§ Material supplied:
++++++++
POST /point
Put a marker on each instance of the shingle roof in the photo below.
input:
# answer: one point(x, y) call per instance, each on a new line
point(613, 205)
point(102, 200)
++++++++
Once you have read the listing, retype it in full, word for word.

POST /point
Put a marker on each instance of the shingle roof in the photo below.
input:
# answer: one point(x, y) call per instance, each on a new line
point(613, 205)
point(102, 200)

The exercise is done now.